### Description of the task
Could you repeat word for word only the lines from the one containing "I need to find the soil" to the last line of the data below?

════════════════

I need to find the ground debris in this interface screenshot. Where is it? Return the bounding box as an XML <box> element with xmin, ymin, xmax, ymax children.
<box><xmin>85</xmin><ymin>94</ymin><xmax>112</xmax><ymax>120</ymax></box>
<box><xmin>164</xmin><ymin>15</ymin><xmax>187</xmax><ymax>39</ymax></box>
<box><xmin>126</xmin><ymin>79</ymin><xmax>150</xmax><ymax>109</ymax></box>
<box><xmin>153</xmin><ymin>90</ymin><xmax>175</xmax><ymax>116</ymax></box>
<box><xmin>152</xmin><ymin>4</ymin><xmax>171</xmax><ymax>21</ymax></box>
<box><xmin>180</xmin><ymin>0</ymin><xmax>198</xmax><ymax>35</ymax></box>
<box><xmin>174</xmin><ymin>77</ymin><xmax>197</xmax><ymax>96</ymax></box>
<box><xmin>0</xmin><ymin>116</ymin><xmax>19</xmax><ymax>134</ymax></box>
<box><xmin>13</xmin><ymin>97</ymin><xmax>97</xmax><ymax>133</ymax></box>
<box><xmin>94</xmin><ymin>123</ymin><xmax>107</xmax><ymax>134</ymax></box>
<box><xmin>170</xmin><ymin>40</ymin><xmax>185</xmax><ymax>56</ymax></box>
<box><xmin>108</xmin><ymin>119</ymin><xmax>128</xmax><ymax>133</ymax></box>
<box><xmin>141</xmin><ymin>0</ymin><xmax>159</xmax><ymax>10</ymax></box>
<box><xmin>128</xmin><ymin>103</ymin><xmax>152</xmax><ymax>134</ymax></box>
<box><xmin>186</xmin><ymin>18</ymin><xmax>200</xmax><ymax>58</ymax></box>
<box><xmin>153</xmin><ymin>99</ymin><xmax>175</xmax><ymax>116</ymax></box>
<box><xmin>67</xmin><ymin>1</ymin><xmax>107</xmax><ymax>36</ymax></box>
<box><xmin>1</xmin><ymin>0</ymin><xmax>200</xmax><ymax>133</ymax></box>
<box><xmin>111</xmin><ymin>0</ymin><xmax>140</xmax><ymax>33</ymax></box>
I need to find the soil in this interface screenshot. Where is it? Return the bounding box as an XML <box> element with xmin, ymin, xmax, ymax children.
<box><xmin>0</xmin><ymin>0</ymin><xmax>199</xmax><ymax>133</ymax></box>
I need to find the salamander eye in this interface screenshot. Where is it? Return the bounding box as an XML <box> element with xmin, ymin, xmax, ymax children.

════════════════

### Written answer
I need to find the soil in this interface screenshot. Where is it? Return the bounding box as an XML <box> element with xmin, ymin, xmax, ymax children.
<box><xmin>0</xmin><ymin>0</ymin><xmax>199</xmax><ymax>133</ymax></box>
I need to find the salamander eye in this interface screenshot. Where is it? Return the bounding box as an XML <box> element with xmin, ymin, xmax, ymax children.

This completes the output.